▶ _BRIEF_:
Reproduce all of the data exactly.

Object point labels
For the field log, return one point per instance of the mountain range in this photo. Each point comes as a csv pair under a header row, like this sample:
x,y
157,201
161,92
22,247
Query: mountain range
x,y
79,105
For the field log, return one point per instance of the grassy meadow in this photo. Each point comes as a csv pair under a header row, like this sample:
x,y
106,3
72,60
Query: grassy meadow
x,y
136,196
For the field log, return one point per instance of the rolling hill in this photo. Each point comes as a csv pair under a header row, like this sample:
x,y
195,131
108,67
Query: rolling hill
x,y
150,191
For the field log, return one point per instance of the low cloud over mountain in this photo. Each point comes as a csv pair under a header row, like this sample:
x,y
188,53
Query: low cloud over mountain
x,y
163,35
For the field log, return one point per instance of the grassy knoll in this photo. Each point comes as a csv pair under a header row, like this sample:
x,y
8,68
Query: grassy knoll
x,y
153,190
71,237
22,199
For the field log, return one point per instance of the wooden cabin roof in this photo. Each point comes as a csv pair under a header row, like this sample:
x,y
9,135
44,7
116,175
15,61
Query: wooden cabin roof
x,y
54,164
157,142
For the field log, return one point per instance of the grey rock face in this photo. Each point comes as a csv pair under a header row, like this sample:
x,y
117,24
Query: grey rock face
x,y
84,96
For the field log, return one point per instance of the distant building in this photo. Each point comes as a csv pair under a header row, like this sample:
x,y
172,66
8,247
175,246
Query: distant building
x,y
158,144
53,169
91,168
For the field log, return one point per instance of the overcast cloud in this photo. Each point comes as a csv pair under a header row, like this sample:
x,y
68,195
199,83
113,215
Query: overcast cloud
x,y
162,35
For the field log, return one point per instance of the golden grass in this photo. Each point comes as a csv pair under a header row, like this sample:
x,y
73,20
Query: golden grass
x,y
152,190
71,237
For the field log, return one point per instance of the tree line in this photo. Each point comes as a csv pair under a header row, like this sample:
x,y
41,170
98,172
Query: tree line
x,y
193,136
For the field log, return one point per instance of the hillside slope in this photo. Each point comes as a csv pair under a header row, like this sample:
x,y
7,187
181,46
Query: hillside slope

▶ _PROBLEM SOLUTION_:
For the field log, return one point per instance of the mountain range in this photo. Each point comes as a csv pair under a header row, like this sample:
x,y
157,201
161,92
22,247
Query: mountain range
x,y
79,105
For the field log, return one point per instance of the grassy meadow in this photo. Each point comes as a csv pair under a header row, like this sample:
x,y
106,3
72,60
Query: grassy meadow
x,y
136,196
For the field log, return one point per instance of the rolling hill in this photo. Each point comes as a csv pair under a header row, like this sample:
x,y
195,131
108,67
Query: rolling hill
x,y
150,191
For the field log, return one point per instance of the low cloud over mountain in this photo. Each point comes as a csv pair under a header row, like this sample:
x,y
188,53
Query: low cloud over mountain
x,y
163,35
For the field log, return one point per instance of the grassy knoll in this photo. Each point comes as a csv pair under a header row, like this sample:
x,y
8,68
Query: grassy knoll
x,y
153,190
71,237
22,199
For the field log, return one point per instance of the wooden cabin roof in this photo. Each point comes as a csv pair under a header row, like this sample:
x,y
9,135
44,7
116,175
15,61
Query: wooden cabin roof
x,y
54,164
157,142
For the field log, return one point per instance of the grey rock face in this photo. Each point comes as a csv pair under a header row, like this sample:
x,y
117,24
Query: grey rock face
x,y
84,96
For the field log, return one point per instance of the distant building in this photo. Each point comes as a csv pair under a header row, like this sample:
x,y
172,66
8,247
175,246
Query: distant building
x,y
158,144
53,169
91,168
For the field log, return one point per instance of the overcast cloud in this photo. Each point comes as a csv pair under a header row, like this sample:
x,y
68,195
199,83
113,215
Query: overcast cloud
x,y
162,35
For the field log, return one point per instance of the golden grass in this photo. Each point comes as a csv pair under a header row, like this sample:
x,y
73,20
Query: golden grass
x,y
152,190
71,237
For the field log, return one point per instance of the tree line in this photo. Each point comes as a csv pair under a header row, like this sample:
x,y
41,170
98,172
Query: tree line
x,y
193,136
For the field log, return one point per instance of the hillside slope in this photo. Each point comes as a csv pair under a header row, like this sample:
x,y
7,187
181,46
Query: hillside slope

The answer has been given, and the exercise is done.